* begin *
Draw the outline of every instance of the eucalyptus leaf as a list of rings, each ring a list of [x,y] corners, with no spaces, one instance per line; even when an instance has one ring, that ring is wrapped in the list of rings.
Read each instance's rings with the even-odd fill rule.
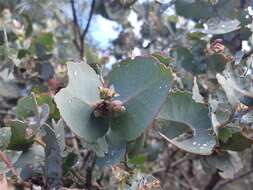
[[[152,80],[150,80],[152,78]],[[111,120],[113,133],[126,139],[139,137],[162,106],[173,80],[169,68],[151,57],[122,61],[108,75],[126,112]]]
[[[68,86],[55,96],[55,102],[66,124],[88,142],[96,142],[105,135],[108,122],[95,118],[92,105],[99,97],[102,86],[98,75],[86,63],[67,63]]]
[[[26,123],[13,120],[8,123],[8,126],[11,128],[11,139],[8,149],[26,150],[32,145],[34,135],[32,134],[32,129]],[[31,136],[29,133],[31,133]]]
[[[173,92],[167,98],[155,126],[162,137],[187,152],[209,155],[216,145],[207,107],[188,92]]]
[[[11,129],[9,127],[0,128],[0,149],[8,147],[11,140]]]

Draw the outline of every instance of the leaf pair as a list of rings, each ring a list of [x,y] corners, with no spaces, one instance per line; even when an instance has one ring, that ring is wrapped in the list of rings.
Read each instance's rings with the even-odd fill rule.
[[[97,74],[85,63],[68,63],[68,86],[55,101],[68,126],[88,143],[106,135],[130,141],[150,125],[171,87],[172,72],[151,57],[136,57],[116,64],[105,80],[119,94],[126,112],[116,118],[96,118],[92,105],[100,100],[102,86]],[[110,136],[110,135],[109,135]]]

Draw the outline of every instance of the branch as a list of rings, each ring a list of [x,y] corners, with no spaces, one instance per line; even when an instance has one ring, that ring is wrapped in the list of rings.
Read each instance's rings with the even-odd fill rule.
[[[72,9],[72,15],[73,15],[73,21],[74,21],[74,44],[79,51],[80,59],[83,59],[84,56],[84,39],[85,36],[89,30],[91,19],[93,16],[93,12],[95,9],[96,0],[92,0],[90,13],[88,17],[87,24],[85,26],[85,29],[81,31],[80,24],[78,23],[77,14],[76,14],[76,8],[75,8],[75,0],[70,0],[71,9]]]
[[[219,175],[219,172],[216,171],[214,174],[212,174],[211,179],[207,183],[207,185],[204,187],[204,190],[212,190],[214,189],[215,185],[221,180],[221,177]]]
[[[89,30],[89,27],[90,27],[90,22],[91,22],[91,19],[92,19],[92,16],[93,16],[93,12],[94,12],[94,8],[95,8],[95,4],[96,4],[96,0],[93,0],[92,3],[91,3],[91,8],[90,8],[90,14],[89,14],[89,17],[88,17],[88,21],[87,21],[87,24],[86,24],[86,27],[82,33],[82,38],[84,39],[88,30]]]
[[[130,1],[129,3],[122,3],[121,1],[119,1],[119,3],[121,4],[121,6],[124,8],[124,9],[128,9],[130,8],[133,4],[135,4],[137,2],[137,0],[132,0]]]
[[[18,176],[18,173],[17,173],[15,167],[13,166],[13,163],[8,158],[8,156],[1,150],[0,150],[0,160],[2,160],[6,164],[6,166],[12,171],[12,173],[15,176]]]

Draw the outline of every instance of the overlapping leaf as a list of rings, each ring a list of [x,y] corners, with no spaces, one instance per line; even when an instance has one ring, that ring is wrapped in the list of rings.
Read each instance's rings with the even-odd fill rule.
[[[173,92],[155,121],[160,134],[187,152],[209,155],[216,144],[205,105],[196,103],[188,92]]]
[[[126,140],[136,139],[149,126],[171,86],[172,73],[158,60],[136,57],[120,62],[108,76],[126,113],[111,121],[112,131]]]
[[[67,125],[86,141],[95,142],[105,135],[108,124],[93,115],[92,104],[98,101],[101,82],[86,63],[68,63],[68,86],[62,89],[55,101]]]

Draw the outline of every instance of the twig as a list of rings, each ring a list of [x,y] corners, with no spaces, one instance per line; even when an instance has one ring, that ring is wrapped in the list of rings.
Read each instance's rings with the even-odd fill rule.
[[[14,166],[13,166],[11,160],[10,160],[10,159],[8,158],[8,156],[7,156],[4,152],[2,152],[1,150],[0,150],[0,160],[4,161],[4,163],[6,164],[6,166],[7,166],[8,168],[11,169],[12,173],[13,173],[15,176],[18,176],[18,173],[17,173],[16,169],[14,168]]]
[[[221,180],[219,172],[216,171],[212,174],[211,179],[209,180],[208,184],[204,187],[204,190],[212,190],[215,185]]]
[[[133,4],[135,4],[137,2],[137,0],[132,0],[130,1],[129,3],[122,3],[121,1],[119,1],[121,6],[124,8],[124,9],[128,9],[130,8]]]
[[[249,170],[249,171],[247,171],[247,172],[245,172],[245,173],[243,173],[243,174],[241,174],[241,175],[239,175],[239,176],[237,176],[237,177],[235,177],[235,178],[233,178],[233,179],[229,179],[229,180],[226,180],[226,181],[224,181],[224,182],[221,182],[221,183],[217,184],[217,185],[213,188],[213,190],[224,189],[224,187],[225,187],[226,185],[228,185],[228,184],[230,184],[230,183],[233,183],[233,182],[235,182],[235,181],[238,181],[238,180],[240,180],[240,179],[242,179],[242,178],[244,178],[244,177],[246,177],[246,176],[248,176],[248,175],[251,175],[252,173],[253,173],[253,169],[251,169],[251,170]]]
[[[70,4],[71,4],[71,9],[72,9],[73,21],[74,21],[74,27],[73,27],[74,28],[74,44],[75,44],[77,50],[79,51],[80,59],[82,60],[83,56],[84,56],[84,39],[85,39],[85,36],[86,36],[86,34],[89,30],[89,27],[90,27],[90,23],[91,23],[91,19],[93,16],[96,0],[93,0],[91,3],[88,21],[87,21],[87,24],[86,24],[83,31],[81,31],[81,27],[80,27],[80,24],[77,19],[75,1],[70,0]]]
[[[86,165],[86,176],[85,176],[85,186],[87,189],[90,189],[92,187],[92,172],[94,170],[95,167],[95,163],[96,163],[96,156],[95,154],[92,152],[90,154],[90,159]]]

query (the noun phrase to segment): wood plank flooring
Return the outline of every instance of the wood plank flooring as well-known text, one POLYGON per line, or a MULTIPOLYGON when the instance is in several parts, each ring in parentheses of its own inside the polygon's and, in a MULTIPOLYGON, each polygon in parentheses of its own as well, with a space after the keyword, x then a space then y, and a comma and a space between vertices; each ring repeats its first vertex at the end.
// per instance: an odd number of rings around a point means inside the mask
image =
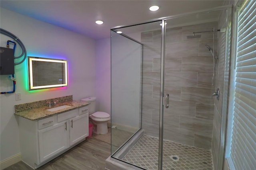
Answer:
MULTIPOLYGON (((93 137, 86 139, 43 166, 38 170, 105 170, 110 155, 110 145, 93 137)), ((4 170, 32 170, 22 161, 4 170)))

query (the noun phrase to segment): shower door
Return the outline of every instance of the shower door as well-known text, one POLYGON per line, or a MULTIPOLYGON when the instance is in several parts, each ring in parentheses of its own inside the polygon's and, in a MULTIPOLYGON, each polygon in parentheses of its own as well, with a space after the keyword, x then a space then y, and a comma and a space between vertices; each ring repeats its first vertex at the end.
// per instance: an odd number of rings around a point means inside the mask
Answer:
POLYGON ((111 30, 112 158, 134 169, 221 169, 228 11, 111 30))
POLYGON ((142 169, 158 169, 161 23, 111 31, 111 156, 142 169))
POLYGON ((218 157, 220 123, 214 123, 218 115, 212 94, 224 79, 218 70, 225 57, 223 14, 226 10, 164 21, 162 170, 212 169, 212 152, 218 157), (214 128, 219 131, 212 140, 214 128))

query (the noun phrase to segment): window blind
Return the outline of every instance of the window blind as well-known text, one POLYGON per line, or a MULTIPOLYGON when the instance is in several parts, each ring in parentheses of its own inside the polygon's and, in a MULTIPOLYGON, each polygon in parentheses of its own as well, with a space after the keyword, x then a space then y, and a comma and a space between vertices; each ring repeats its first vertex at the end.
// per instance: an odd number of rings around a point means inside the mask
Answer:
POLYGON ((238 12, 230 157, 237 170, 256 167, 256 1, 238 12))

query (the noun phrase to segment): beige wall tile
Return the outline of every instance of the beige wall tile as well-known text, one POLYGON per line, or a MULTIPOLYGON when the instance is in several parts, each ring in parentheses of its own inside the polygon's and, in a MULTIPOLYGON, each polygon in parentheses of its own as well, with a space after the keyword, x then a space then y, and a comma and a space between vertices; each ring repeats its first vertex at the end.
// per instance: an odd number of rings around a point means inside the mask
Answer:
MULTIPOLYGON (((168 93, 170 95, 170 100, 180 100, 180 87, 169 87, 164 86, 164 96, 168 93)), ((153 98, 160 98, 160 86, 153 86, 153 98)))
POLYGON ((165 109, 164 115, 166 113, 172 115, 195 117, 196 103, 170 100, 169 103, 169 108, 165 109))
POLYGON ((180 129, 201 133, 208 133, 209 135, 211 135, 213 123, 212 120, 184 116, 180 116, 180 129))
POLYGON ((142 96, 142 109, 157 111, 159 110, 159 100, 142 96))
POLYGON ((152 124, 159 125, 160 109, 152 111, 152 124))
POLYGON ((167 28, 165 33, 165 41, 166 44, 178 41, 181 41, 182 28, 176 27, 167 28))
POLYGON ((144 84, 160 86, 160 73, 145 72, 142 74, 142 83, 144 84))
POLYGON ((182 57, 181 67, 182 71, 212 72, 212 57, 182 57))
POLYGON ((152 98, 152 89, 153 85, 143 84, 142 85, 142 96, 152 98))
POLYGON ((180 116, 170 114, 164 114, 164 128, 179 128, 180 126, 180 116))
POLYGON ((164 139, 191 146, 194 146, 194 133, 178 129, 164 127, 164 139))
POLYGON ((181 88, 181 100, 187 102, 213 104, 214 99, 212 99, 214 89, 194 88, 181 88))
POLYGON ((195 133, 194 146, 206 149, 212 148, 212 136, 199 133, 195 133))
MULTIPOLYGON (((179 71, 181 70, 181 58, 166 58, 164 60, 164 71, 179 71)), ((154 59, 153 71, 161 71, 161 59, 154 59)))
POLYGON ((142 71, 143 72, 153 71, 153 59, 143 59, 142 71))
POLYGON ((213 104, 197 103, 196 117, 213 120, 214 108, 214 106, 213 104))
MULTIPOLYGON (((197 78, 197 87, 214 88, 215 85, 212 85, 213 74, 212 72, 198 72, 197 78)), ((214 80, 215 80, 216 77, 215 75, 214 80)))
POLYGON ((191 39, 166 45, 166 57, 197 56, 198 54, 198 40, 191 39))
POLYGON ((165 74, 166 86, 196 87, 196 72, 170 72, 165 74))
* end *
### Written request
Locate every line in the records above that contains the string "phrase", and copy each such line in full. Matching is case-sensitive.

### Problem solution
query (the noun phrase to segment): wood plank flooring
query (the noun phrase to segment): shower door
query (the noun phrase to segment): window blind
query (the noun phrase to segment): beige wall tile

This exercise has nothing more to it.